■ **AIM OF THE EXERCISE**: Duplicate the section of the banking segmentation project description between "PROJECT OVERVIEW" and "of marketing campaigns.", inclusive.

■ **TEXT PASSAGE**:
Clustering-and-Segmentation-for-Banking

Project Title: Exploratory Analysis and Clustering Techniques for Customer Segmentation in Banking

PROJECT OVERVIEW

In this project scenario, I am envisioning the role of a data scientist employed by a bank, presented with comprehensive data pertaining to the bank's customers over the preceding six months.
This dataset encompasses information such as transaction frequency, amounts, tenure, among other relevant details.
The objective set forth by the bank's marketing team is to harness the power of AI/ML to initiate a targeted advertising campaign tailored specifically to distinct customer groups.
The success of this campaign hinges on effectively categorizing customers into a minimum of three distinct groups, a practice commonly referred to as marketing segmentation.
This segmentation process is pivotal for optimizing the conversion rates of marketing campaigns.

Location labeling listing:
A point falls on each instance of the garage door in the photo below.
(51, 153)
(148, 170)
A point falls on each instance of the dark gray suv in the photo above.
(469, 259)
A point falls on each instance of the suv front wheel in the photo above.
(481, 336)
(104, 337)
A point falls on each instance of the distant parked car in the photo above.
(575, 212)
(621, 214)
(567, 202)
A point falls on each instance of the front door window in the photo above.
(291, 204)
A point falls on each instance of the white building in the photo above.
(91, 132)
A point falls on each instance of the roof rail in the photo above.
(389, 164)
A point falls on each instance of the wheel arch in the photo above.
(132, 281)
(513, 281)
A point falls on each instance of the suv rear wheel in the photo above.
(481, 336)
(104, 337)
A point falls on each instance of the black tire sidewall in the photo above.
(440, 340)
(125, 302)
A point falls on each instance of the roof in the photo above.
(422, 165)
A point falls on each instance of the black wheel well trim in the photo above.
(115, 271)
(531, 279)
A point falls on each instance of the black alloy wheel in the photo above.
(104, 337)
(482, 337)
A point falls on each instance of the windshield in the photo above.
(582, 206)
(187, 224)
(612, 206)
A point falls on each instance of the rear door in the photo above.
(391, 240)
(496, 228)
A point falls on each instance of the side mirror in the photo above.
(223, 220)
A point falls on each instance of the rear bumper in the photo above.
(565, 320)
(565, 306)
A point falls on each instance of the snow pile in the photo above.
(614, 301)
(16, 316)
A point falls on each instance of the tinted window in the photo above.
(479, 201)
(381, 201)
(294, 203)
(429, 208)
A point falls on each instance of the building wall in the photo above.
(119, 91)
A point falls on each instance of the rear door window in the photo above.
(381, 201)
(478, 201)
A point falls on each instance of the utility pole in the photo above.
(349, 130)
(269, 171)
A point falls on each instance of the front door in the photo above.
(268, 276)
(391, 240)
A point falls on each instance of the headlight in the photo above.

■ **ANSWER IN FULL**:
PROJECT OVERVIEW

In this project scenario, I am envisioning the role of a data scientist employed by a bank, presented with comprehensive data pertaining to the bank's customers over the preceding six months.
This dataset encompasses information such as transaction frequency, amounts, tenure, among other relevant details.
The objective set forth by the bank's marketing team is to harness the power of AI/ML to initiate a targeted advertising campaign tailored specifically to distinct customer groups.
The success of this campaign hinges on effectively categorizing customers into a minimum of three distinct groups, a practice commonly referred to as marketing segmentation.
This segmentation process is pivotal for optimizing the conversion rates of marketing campaigns.